* What you should do
Could you rewrite everything from the line containing "Annotation sprint — target object: red tower" down to the line containing "230,349,287,415", substituting "tight bounding box" for "minimal enclosing rectangle" and leaving the rest unchanged?

* Exercise material
::::::
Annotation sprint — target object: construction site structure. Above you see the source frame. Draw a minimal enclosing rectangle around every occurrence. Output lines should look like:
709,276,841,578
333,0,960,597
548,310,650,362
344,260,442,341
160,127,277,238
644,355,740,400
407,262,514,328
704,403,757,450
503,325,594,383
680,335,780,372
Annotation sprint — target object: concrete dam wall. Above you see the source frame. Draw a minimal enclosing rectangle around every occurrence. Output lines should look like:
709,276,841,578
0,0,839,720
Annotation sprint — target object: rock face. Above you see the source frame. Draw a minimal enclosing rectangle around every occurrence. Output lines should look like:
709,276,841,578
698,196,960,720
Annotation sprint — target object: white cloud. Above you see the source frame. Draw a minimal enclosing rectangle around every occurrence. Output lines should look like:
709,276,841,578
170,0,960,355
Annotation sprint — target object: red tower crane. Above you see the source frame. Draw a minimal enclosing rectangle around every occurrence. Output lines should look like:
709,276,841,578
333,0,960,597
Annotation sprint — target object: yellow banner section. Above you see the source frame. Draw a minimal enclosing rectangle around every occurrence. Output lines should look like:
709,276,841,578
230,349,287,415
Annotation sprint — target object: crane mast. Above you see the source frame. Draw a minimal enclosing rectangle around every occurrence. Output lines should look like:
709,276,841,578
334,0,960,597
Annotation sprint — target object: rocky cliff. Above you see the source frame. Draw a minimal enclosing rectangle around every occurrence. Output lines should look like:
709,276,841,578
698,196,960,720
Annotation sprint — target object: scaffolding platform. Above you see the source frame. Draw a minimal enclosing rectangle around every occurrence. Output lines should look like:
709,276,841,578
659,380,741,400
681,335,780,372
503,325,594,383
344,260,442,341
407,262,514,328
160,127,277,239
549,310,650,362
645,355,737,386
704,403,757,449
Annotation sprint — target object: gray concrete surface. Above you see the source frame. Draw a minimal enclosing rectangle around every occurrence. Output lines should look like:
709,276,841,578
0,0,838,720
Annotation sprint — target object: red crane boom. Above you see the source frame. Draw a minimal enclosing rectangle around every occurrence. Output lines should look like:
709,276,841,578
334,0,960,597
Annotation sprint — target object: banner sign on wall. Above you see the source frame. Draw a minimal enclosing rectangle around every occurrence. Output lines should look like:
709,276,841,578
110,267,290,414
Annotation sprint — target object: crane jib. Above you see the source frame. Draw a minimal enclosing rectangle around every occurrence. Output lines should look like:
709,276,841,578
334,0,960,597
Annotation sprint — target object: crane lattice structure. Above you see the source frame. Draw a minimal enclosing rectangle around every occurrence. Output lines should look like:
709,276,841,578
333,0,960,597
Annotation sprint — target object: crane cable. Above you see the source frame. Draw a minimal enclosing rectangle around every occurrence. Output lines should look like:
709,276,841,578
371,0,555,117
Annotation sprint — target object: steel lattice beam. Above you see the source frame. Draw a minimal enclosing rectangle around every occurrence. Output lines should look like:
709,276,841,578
::::::
* Answer in full
Annotation sprint — target object: red tower crane. Above you see the source frame. Draw a tight bounding box around every occurrence. Output lines should look like:
709,276,841,578
333,0,960,597
Annotation sprint — target object: yellow banner section. Above you see the source frame. Draw a tight bounding box around every occurrence. Output lines should look like:
709,276,841,578
230,349,287,415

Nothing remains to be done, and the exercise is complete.